> DATASET RECORDS
-- START --

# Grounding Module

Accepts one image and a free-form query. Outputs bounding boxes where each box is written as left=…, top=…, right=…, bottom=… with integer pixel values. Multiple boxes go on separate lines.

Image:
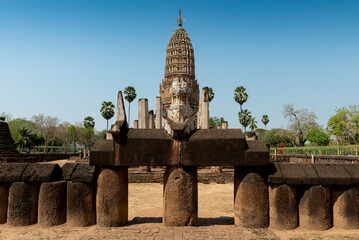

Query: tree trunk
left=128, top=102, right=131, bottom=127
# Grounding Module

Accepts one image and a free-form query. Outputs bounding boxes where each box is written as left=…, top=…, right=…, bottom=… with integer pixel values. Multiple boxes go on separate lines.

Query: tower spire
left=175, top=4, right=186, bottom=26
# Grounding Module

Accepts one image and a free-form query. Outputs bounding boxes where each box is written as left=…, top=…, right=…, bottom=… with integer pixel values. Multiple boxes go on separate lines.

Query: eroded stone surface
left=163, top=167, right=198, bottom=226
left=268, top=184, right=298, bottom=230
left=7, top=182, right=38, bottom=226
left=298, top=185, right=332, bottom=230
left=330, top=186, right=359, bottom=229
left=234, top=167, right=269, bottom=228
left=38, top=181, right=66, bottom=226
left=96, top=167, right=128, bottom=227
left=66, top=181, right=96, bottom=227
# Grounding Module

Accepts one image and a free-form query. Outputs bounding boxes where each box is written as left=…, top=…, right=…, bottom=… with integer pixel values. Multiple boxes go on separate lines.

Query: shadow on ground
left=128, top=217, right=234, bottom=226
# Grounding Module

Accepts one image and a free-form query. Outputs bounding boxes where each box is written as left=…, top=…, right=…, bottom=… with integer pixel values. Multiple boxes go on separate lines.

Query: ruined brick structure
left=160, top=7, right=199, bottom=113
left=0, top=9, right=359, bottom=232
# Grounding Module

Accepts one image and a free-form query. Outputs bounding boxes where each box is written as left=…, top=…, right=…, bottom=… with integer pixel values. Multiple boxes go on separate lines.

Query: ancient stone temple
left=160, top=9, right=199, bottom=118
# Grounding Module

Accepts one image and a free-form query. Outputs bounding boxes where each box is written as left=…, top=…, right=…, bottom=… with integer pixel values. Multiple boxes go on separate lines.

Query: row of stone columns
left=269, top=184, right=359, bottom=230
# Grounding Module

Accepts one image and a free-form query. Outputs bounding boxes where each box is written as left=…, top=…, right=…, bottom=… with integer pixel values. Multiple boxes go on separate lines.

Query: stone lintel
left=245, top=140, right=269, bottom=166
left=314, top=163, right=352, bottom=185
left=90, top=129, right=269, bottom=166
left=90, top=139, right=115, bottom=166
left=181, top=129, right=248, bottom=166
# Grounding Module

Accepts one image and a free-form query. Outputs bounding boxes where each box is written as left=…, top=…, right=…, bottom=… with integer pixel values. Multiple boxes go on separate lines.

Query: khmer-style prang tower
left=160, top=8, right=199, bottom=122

-- END --

> SET EXERCISE
With the pictures omitted, reproduce the records in full and exactly.

> RESULT OF THE TASK
# Grounding Module

Accepts one image and a free-form query. Outputs bounding boxes where each box is written as left=…, top=…, right=…, bottom=… with integer pixel values. Multiple boxes go on separate lines.

Image:

Query: tree trunk
left=128, top=102, right=131, bottom=127
# Grounding Module

Accepts one image and a free-form query. Outputs bounding boxes where each box is written as left=…, top=…, right=…, bottom=… with integer pixel values. Multiple boxes go on separate lines.

Query: tower spire
left=175, top=4, right=186, bottom=26
# Grounding Module

Accepts one image and a free-form query. Outputs bounding boxes where each box is written as left=…, top=…, right=…, bottom=… with integer pixel values. Multiple boxes go on separate lines.

Query: eroded stone surface
left=163, top=167, right=198, bottom=226
left=268, top=184, right=298, bottom=230
left=7, top=182, right=38, bottom=226
left=298, top=185, right=332, bottom=230
left=330, top=186, right=359, bottom=229
left=234, top=167, right=269, bottom=228
left=38, top=181, right=66, bottom=226
left=96, top=167, right=128, bottom=227
left=66, top=181, right=96, bottom=227
# Grounding Module

Accepts one image and a free-form query. Outputs bounding boxes where each box is written as left=…, top=…, right=…, bottom=… with integer pixel values. Multiple boxes go on separate lines.

Query: shadow on ground
left=128, top=217, right=234, bottom=226
# Grounding Module

Accepts one image and a free-form query. Outputs bounding boxes where each box is written as left=…, top=…, right=…, bottom=… with integer pixel values. Multiple boxes go on separate lines.

Query: ruined brick structure
left=160, top=7, right=199, bottom=113
left=0, top=9, right=359, bottom=232
# Grounding Module

Accepts one image and a free-form query. Outputs bounding boxes where each box is written as left=…, top=…, right=…, bottom=… with integer pixel values. Multiple boxes go on separate lines.

Query: ancient stone temple
left=160, top=9, right=199, bottom=118
# Grounding Module

Accepts one image and a free-form query. Outputs bounding boxes where each box is written as left=…, top=…, right=…, bottom=… with integer pixel values. Multiple boxes go on separate lines.

Query: row of stone columns
left=269, top=184, right=359, bottom=230
# Grounding Module

Accepts one image and a free-form query. Outputs bounding boxes where each box is written as left=…, top=…, right=…, bottom=… with integer pixel values. Multiple boxes go on separate lines.

Query: stone lintel
left=245, top=140, right=269, bottom=166
left=314, top=163, right=352, bottom=185
left=90, top=129, right=269, bottom=166
left=90, top=139, right=115, bottom=166
left=181, top=129, right=248, bottom=166
# Grounding Module

Accepts one image and a free-form query. Outputs bounding boxes where each box is written as left=…, top=…, right=…, bottom=… with integer pixel values. Multiple boxes go on separate lines.

Query: khmer-style prang tower
left=160, top=8, right=199, bottom=122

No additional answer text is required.